## Task objective
Copy every line of the data below without changing a single character.

## Input rows
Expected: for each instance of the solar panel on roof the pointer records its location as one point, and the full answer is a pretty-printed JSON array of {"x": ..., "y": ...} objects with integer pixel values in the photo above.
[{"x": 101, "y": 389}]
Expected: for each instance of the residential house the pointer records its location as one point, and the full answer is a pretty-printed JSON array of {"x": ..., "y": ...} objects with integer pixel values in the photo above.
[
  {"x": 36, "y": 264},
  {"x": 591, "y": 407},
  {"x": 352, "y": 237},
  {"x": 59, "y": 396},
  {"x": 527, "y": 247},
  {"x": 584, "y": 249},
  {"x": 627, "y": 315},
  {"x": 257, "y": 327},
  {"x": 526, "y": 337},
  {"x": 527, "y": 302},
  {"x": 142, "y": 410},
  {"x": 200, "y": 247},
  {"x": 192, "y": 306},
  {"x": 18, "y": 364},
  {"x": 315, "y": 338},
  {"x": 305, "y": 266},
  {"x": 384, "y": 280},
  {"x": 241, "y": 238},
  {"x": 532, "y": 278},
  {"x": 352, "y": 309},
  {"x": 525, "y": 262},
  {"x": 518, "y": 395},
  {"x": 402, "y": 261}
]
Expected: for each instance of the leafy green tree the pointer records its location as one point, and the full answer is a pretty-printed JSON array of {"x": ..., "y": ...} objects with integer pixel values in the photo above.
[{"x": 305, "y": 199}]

## Solution
Expected: for each instance of the solar panel on roof the pointer records its location as one point, and the full answer is a pretty-printed JSON array of {"x": ..., "y": ...} objects with integer pixel values in the photo above.
[{"x": 101, "y": 389}]
Expected: for each instance of the residential house the pointer records its location as one point, and the full answer is a pretty-printed JSON array of {"x": ..., "y": ...} objects with integer pixel values in the photo above.
[
  {"x": 36, "y": 264},
  {"x": 591, "y": 407},
  {"x": 352, "y": 237},
  {"x": 59, "y": 396},
  {"x": 527, "y": 247},
  {"x": 584, "y": 249},
  {"x": 627, "y": 315},
  {"x": 257, "y": 327},
  {"x": 526, "y": 337},
  {"x": 527, "y": 302},
  {"x": 142, "y": 410},
  {"x": 200, "y": 247},
  {"x": 192, "y": 306},
  {"x": 18, "y": 364},
  {"x": 315, "y": 338},
  {"x": 305, "y": 266},
  {"x": 384, "y": 280},
  {"x": 241, "y": 238},
  {"x": 532, "y": 278},
  {"x": 352, "y": 309},
  {"x": 525, "y": 262},
  {"x": 518, "y": 395},
  {"x": 402, "y": 261}
]
Expected: for each instance of the leafy green tree the pointer records its location as one point, and the full answer is a pretty-printed JSON array of {"x": ..., "y": ...} objects with integer pixel values in the photo above.
[{"x": 305, "y": 199}]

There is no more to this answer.